Start of Block
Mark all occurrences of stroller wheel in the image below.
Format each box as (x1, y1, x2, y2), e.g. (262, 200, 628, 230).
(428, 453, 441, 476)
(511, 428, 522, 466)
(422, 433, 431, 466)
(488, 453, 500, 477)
End of Block
Start of Block
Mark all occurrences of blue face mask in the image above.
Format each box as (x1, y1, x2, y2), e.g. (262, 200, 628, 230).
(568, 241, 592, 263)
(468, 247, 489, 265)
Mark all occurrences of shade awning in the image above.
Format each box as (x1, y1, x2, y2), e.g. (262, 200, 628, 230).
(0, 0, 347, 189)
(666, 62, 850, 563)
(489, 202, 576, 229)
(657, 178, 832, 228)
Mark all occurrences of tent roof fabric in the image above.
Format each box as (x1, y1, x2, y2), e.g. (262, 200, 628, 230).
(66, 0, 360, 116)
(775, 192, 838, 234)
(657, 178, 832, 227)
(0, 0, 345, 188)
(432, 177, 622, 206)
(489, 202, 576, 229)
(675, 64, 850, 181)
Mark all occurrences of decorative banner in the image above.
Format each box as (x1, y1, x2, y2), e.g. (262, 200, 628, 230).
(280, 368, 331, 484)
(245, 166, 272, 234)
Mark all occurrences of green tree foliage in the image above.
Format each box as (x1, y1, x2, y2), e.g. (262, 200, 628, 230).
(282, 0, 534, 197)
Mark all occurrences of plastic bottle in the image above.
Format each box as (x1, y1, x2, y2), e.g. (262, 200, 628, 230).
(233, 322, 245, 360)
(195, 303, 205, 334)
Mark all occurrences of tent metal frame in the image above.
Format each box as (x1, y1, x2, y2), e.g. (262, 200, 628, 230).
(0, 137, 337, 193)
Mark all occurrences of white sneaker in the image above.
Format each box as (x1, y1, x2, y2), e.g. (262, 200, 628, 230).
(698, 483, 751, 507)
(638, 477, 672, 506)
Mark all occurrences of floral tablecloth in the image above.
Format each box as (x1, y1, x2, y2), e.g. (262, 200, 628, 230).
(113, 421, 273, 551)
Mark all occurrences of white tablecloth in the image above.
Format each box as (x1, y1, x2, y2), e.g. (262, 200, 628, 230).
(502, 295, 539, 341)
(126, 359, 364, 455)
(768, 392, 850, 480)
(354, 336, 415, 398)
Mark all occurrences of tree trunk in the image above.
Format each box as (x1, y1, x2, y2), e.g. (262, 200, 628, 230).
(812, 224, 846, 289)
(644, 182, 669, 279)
End of Block
Start of Block
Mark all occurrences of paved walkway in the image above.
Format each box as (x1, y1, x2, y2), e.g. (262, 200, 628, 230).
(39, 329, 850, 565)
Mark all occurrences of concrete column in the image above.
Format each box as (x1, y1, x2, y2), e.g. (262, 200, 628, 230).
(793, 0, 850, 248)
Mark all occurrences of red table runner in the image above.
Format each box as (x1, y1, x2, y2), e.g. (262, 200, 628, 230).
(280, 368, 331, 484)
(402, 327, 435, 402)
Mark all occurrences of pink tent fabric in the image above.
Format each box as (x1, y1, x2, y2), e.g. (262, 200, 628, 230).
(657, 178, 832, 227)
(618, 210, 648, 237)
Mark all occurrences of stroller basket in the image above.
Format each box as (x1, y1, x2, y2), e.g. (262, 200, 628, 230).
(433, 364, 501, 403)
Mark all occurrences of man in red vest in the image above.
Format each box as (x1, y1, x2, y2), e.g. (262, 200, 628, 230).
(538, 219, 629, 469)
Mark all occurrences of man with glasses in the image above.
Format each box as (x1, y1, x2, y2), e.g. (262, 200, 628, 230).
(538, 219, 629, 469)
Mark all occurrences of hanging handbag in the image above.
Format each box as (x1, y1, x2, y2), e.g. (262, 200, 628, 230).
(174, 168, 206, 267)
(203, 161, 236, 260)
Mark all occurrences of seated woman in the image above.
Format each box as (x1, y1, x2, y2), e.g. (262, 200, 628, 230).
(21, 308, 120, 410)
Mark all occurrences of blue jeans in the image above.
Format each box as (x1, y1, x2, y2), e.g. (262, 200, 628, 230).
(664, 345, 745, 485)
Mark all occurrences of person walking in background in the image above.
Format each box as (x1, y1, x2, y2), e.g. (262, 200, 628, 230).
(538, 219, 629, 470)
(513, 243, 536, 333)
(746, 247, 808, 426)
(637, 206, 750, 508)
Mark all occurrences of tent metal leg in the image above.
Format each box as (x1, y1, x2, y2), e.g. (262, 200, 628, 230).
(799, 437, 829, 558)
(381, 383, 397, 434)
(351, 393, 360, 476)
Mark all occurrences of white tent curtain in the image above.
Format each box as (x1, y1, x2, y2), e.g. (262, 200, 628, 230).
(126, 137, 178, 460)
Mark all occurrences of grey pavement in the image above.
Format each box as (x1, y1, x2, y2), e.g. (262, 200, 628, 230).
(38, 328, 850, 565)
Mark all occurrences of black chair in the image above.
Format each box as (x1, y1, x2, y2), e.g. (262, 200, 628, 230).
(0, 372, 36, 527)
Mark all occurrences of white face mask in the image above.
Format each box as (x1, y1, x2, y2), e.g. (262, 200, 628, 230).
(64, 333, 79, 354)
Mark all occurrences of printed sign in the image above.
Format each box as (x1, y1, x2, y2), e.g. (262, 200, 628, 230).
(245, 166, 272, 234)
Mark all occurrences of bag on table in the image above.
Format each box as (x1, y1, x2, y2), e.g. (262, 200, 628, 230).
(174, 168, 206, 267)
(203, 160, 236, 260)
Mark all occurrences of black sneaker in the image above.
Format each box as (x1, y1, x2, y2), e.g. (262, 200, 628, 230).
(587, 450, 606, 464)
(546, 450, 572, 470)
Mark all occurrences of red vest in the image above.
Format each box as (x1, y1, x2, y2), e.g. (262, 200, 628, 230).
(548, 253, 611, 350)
End of Block
Lines of the listing above that hold the string "fabric" should each be copied.

Mark all occurrences of tent roof fabric in the image above.
Mark all occurrences of pink tent fabric in the image above.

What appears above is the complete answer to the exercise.